Many hospitals handle scrub laundering in-house for exactly this reason. Home washing machines typically don’t reach the temperatures or cycle lengths needed for hospital-grade disinfection. When low-temperature wash cycles are used, chlorine or oxygen-activated bleach becomes essential to compensate for the reduced heat. This is one reason many facilities provide scrubs on-site rather than having staff wash their own: it ensures every set meets a consistent hygiene standard.
Built for Long, Physical Shifts
Healthcare work is physically punishing. Nurses walk an average of four to five miles per shift. Surgeons stand for hours. Emergency staff sprint, kneel, and twist constantly. Scrubs are designed around these demands in ways street clothes simply aren’t.
The V-neck cut allows free arm movement without restriction. Stretch panels in the fabric accommodate bending, squatting, and reaching overhead. Adjustable waistbands and tagless labels reduce the kind of small irritations that become unbearable over a 12-hour shift. Reinforced seams hold up under repeated industrial laundering, and fluid-resistant finishes help repel spills before they soak through.
Pockets are a bigger deal than they might sound. Scrubs typically include multiple pockets sized for the tools healthcare workers carry constantly: pens, scissors, hemostats, phones, notepads, and badge holders. Some designs include hidden snaps, zippered closures, and side slits that make it easier to access equipment quickly or move through tight spaces around beds and stretchers. These features aren’t luxuries. When seconds matter, fumbling with your clothes shouldn’t be part of the equation.
What Patients Actually Think
Scrubs do something subtler than protect against germs: they shape how patients perceive their care. A study published in Cureus found that patients rated doctors wearing scrubs significantly higher than those in formal office attire across every measure tested. On a 10-point scale, scrubs scored a mean of 7.52 for professionalism versus 6.69 for formal wear. Friendliness, aptitude, and empathy all showed similar gaps, with scrubs consistently rated about a full point higher.
The researchers suggested that familiarity plays a role. Patients associate scrubs with medical care, and that association is comforting. Seeing a provider in scrubs immediately signals “this person is here to take care of me” in a way that a button-down shirt and slacks don’t. One particularly notable finding: when doctors wore formal attire, female physicians scored lower on professionalism than male physicians. When both wore scrubs, that gender gap disappeared entirely. Scrubs appear to level the playing field, letting patients focus on competence rather than appearance.
Color Coding and Team Identity
Many hospitals assign specific scrub colors to different departments or roles. Surgical teams might wear green or blue. Nurses might wear navy or ceil blue. Lab techs, respiratory therapists, and nursing assistants each get their own color. This system helps patients and visitors quickly identify who’s who in a busy hospital, and it helps staff spot someone who doesn’t belong in a restricted area.
Color coding also reinforces team identity. When everyone in your department wears the same thing, it removes status signaling from clothing and puts the focus on the work. There’s no competition over outfits, no daily decision fatigue about what to wear, and no risk that personal clothing choices create an unprofessional impression. For staff pulling consecutive long shifts, one less decision in the morning is a small but real quality-of-life benefit.

**RECORDED INFORMATION**
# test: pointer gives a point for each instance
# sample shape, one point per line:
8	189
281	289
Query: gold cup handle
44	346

**WHAT IS REQUIRED**
Reproduce the passage on hospital scrubs above, copying everything from "Color Coding and" down to "a restricted area.".

**ANSWER BOX**
Color Coding and Team Identity
Many hospitals assign specific scrub colors to different departments or roles. Surgical teams might wear green or blue. Nurses might wear navy or ceil blue. Lab techs, respiratory therapists, and nursing assistants each get their own color. This system helps patients and visitors quickly identify who’s who in a busy hospital, and it helps staff spot someone who doesn’t belong in a restricted area.